#### Text passage
****************************************
The ins and outs, peaks and valleys, highs and lows and ups and downs of the Coronavirus/COVID-19 pandemic we are all experiencing are now etched in our minds as permanently as a mental tattoo. But amid all the things I wish I never knew and pray I can someday not remember, what comes to mind for me was the very first admonition sent out by experts way back in February: Wash your hands for 20 seconds, frequently.

Back then in the long ago pre-crisis era we members of the general public thought that rigorous hand-washing would be about the worst of the situation. How quaint and naive it seems now. My favorite things were the tips offered for timing your hand-washing sessions. My wife told me, “They recommend you recite the ABC Song, and that will be about 20 seconds, and she sang: “A-B-C-D-E-F-G … Now I know my ABCs, next time won’t you sing with me.”

But in my head I heard Michael Jackson: “A, B, C; It’s easy as one, two three; Or simple as do-re-mi …”

Now I can’t get that song out of my head; it’s become my anthem to the Corona-verse. If only this whole catastrophe was as easy as one, two, three. And while I look back to help me deal with the realities of today, I can’t help thinking about the future, or as many people I have been six feet from have said, “When we get back to normal.”

I’ve got news for you: We aren’t going back to normal; we’re going back to the future, a future that will be some far distancing from the world we left in March. As I see it, the future holds some positives and plenty of negatives, but I am certain it won’t be “normal.”
****************************************
#### Supplied information

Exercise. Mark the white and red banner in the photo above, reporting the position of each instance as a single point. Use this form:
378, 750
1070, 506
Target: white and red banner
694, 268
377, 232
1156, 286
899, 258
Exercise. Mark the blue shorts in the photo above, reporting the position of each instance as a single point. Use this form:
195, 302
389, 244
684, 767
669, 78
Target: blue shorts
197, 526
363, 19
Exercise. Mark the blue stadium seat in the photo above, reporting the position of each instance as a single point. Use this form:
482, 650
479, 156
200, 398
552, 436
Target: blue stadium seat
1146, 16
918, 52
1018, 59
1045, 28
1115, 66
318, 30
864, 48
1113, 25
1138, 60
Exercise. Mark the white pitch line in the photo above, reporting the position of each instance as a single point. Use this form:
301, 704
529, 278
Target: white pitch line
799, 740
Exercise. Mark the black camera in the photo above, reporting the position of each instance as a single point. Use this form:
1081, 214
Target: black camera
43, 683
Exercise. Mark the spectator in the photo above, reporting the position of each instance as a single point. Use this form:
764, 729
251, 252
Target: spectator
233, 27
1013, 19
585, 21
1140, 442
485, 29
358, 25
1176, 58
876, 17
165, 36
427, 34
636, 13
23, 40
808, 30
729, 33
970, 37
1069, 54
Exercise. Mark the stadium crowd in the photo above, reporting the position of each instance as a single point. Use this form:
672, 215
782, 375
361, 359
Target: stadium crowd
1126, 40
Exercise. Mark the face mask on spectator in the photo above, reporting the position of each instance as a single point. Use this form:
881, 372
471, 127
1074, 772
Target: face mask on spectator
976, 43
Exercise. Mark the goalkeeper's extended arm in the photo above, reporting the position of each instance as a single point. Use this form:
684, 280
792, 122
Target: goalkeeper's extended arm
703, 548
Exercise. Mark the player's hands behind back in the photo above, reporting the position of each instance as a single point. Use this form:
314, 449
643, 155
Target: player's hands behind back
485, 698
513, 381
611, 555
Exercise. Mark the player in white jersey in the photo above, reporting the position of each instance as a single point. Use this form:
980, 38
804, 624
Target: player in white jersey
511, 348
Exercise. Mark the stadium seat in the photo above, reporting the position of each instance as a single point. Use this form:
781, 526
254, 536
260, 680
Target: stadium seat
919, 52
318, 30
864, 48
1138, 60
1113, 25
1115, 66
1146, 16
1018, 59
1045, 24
****************************************
#### Exercise directions
Answer these questions from the pandemic passage:
1. According to the first expert advice the writer recalls, for how long should hands be washed?
2. Which song did the writer's wife say to recite while washing?
3. Instead of going back to normal, what does the writer say we are going back to?

#### Result of this task
1. For 20 seconds, frequently.
2. The ABC Song.
3. The future.